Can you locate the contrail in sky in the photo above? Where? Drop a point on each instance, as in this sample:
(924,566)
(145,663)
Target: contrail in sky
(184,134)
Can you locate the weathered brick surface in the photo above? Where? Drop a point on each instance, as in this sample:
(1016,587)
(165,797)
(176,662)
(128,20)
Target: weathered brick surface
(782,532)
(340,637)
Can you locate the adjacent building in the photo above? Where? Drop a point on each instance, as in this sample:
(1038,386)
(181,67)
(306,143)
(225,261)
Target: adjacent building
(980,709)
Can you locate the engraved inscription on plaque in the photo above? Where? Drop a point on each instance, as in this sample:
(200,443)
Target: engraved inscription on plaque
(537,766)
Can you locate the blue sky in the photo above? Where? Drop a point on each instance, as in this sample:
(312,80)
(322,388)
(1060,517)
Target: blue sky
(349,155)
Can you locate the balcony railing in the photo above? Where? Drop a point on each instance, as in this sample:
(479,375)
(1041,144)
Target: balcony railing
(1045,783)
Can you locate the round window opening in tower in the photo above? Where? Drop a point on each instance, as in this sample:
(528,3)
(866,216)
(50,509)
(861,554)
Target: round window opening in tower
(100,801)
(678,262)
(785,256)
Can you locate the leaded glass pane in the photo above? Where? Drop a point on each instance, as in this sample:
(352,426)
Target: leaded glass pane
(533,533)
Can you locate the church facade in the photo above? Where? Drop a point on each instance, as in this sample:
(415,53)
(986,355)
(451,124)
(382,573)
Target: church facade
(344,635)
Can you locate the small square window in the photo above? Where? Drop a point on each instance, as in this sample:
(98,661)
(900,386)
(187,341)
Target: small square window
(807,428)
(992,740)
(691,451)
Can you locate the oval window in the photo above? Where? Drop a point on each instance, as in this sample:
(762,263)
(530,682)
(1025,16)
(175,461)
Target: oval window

Set task
Write out the entries above word for word.

Solution to this exercise
Can you locate the contrail in sky in the photo above? Where? Drop a point on each instance, as in this sample:
(924,566)
(145,663)
Target: contrail in sky
(184,134)
Can you locate the weathered brick surface in the photo above? Where? Drop a point on each instance, as in this sample:
(1016,587)
(165,797)
(176,662)
(128,20)
Target: weathered brick surface
(782,532)
(340,637)
Can you locate the adjacent building in the photo above? Where? Drop a point on each instance, as in this sample:
(1038,386)
(181,67)
(306,143)
(225,261)
Target: adjacent building
(980,709)
Can you locate the engraved inscription on plaque in the photo above? Where? Drop a point on each instance, as in this sample:
(200,443)
Target: engraved inscription on plaque
(537,766)
Can you locate the blue sky in the photo above? Where? Drop a point on each instance, as in this sample:
(312,80)
(322,388)
(1060,517)
Target: blue sky
(349,155)
Can you locate the balcony railing in the photo above? Where? Drop a point on each instance, as in this sample:
(479,375)
(1041,144)
Target: balcony railing
(1045,783)
Can you locate the round window opening in tower in the photo above? Where? Drop a point on each instance, as in this sample:
(528,3)
(866,216)
(50,509)
(861,554)
Target: round window opening in tower
(100,801)
(678,262)
(785,256)
Can you locate the leaded glass pane in the photo above? Where? Drop a point on each instance, as in this sample:
(352,426)
Target: leaded glass pane
(533,533)
Can you locate the church facade in the photo above? Where? Drop a point on each instance, as in this sample:
(415,53)
(986,355)
(451,124)
(382,573)
Target: church facade
(344,635)
Can you locate the small square window in the photo above? Where? Drop a point on each instance, as in this sample:
(98,661)
(900,386)
(187,341)
Target: small square window
(807,428)
(992,740)
(691,451)
Can you locate the oval window in the photo above? Where? Drop a point on each instance, as in this sample:
(762,263)
(530,682)
(1025,16)
(175,461)
Target: oval window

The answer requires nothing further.